(Texto para leitura):
=====

Inovação no sistema de identificação e descrição de imóveis rurais
Claudio Taveira
Ivandro Ristum Trevelim*
Não obstante a regulamentação ocorrida no ano de 2002, a dificuldade prática na implementação das novas exigências legais se coloca cada vez mais presente, até em razão da falta de técnicos habilitados conforme mencionado abaixo.
Originalmente, as descrições perimétricas dos imóveis rurais, utilizadas para sua identificação em todos os atos negociais praticados não eram baseadas em critérios eminentemente técnicos. As metragens e confrontações dos imóveis rurais não eram precisas, visto que os vértices que demarcavam estes limites eram representados, muitas vezes, por elementos naturais, tais como rios, vegetação ou variações do relevo.
Restava insegurança para os proprietários dos imóveis rurais, pois suas confrontações não eram bem definidas, já que marcos naturais podem ser alterados com o passar do tempo. Muitas vezes a dúvida era tamanha que não havia alternativa exceto promover ação de retificação judicial da área, para efetivamente sanar indefinições entre imóveis limítrofes.

=====

(Registros fornecidos):
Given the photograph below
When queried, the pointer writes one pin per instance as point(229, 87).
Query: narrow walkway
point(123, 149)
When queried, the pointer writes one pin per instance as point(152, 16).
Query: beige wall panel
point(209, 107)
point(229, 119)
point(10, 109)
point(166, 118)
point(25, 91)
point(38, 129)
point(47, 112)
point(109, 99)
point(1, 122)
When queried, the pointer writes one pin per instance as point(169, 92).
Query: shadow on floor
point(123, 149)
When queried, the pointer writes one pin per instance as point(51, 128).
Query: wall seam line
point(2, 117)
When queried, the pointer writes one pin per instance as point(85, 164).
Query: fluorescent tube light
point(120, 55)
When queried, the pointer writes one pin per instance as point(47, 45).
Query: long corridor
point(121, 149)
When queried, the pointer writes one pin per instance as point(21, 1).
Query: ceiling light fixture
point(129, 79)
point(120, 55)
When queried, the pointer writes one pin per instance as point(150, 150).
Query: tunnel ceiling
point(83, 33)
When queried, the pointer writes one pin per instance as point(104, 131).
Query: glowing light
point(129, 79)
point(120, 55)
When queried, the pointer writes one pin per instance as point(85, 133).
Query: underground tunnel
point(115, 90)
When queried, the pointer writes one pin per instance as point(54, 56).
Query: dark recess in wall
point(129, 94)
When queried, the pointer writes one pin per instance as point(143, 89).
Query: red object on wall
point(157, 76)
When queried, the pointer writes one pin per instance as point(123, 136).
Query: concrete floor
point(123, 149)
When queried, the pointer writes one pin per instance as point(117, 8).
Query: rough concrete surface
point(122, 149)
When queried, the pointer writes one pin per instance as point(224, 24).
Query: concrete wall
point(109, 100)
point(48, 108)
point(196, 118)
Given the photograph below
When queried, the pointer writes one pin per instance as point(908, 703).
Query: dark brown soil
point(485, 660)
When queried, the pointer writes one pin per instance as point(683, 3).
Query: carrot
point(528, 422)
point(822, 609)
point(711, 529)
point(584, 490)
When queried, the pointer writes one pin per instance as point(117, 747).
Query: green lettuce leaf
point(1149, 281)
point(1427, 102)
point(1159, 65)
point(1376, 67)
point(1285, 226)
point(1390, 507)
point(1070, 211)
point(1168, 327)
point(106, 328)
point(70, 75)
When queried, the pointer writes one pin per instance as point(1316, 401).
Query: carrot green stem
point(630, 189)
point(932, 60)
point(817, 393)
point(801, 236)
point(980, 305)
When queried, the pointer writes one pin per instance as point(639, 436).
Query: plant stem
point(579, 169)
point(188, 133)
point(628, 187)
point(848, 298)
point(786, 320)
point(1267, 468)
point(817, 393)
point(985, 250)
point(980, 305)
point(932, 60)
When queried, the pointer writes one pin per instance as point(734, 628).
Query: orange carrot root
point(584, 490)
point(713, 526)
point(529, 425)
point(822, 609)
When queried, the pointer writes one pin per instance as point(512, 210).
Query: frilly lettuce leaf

=====

(Instruções):
A: Nos registros, troque "pointer" por "marker" e reescreva só o trecho que começa na linha que contém "as point(639, 436)." e termina no fim dos registros, sem mais nenhuma alteração.
B: Retome o texto sobre a identificação de imóveis rurais e dê continuidade a ele a partir da última frase.

(Respostas):
A:
When queried, the marker writes one pin per instance as point(639, 436).
Query: plant stem
point(579, 169)
point(188, 133)
point(628, 187)
point(848, 298)
point(786, 320)
point(1267, 468)
point(817, 393)
point(985, 250)
point(980, 305)
point(932, 60)
When queried, the marker writes one pin per instance as point(734, 628).
Query: orange carrot root
point(584, 490)
point(713, 526)
point(529, 425)
point(822, 609)
When queried, the marker writes one pin per instance as point(512, 210).
Query: frilly lettuce leaf

B:
O artigo 213 da Lei nº 6.015/73 (Lei de Registros Públicos) e seus parágrafos determinam que a retificação, ressalvados os casos de erro evidente e que não resultem em prejuízo a terceiro, deverá ser feita mediante despacho judicial (ação de retificação de área). Neste procedimento, deverão ser citados em dez dias úteis todos os confrontantes do imóvel, bem como ouvido o Ministério Público. Se o pedido de retificação for impugnado, o Juiz deverá remeter o processo às vias ordinárias. Percebe-se, portanto, que consiste em procedimento muitas vezes demorado.
O sistema de identificação dos imóveis foi evoluindo, sendo que os memoriais descritivos dos imóveis rurais a serem apresentados ao Cartório de Registro de Imóveis passaram a ser elaborados por profissionais habilitados, utilizando-se critérios e metodologia técnica.
Com o intuito de evitar dúvidas na identificação dos imóveis rurais e eliminar equívocos de cálculos e sobreposição de áreas, foi publicada a Lei nº 10.267/2001, que visou também criar maior integração cadastral entre os Cartórios de Registro de Imóveis e os demais órgãos da administração pública federal, como a Secretaria da Receita Federal e o Instituto Nacional de Colonização e Reforma Agrária (INCRA)1.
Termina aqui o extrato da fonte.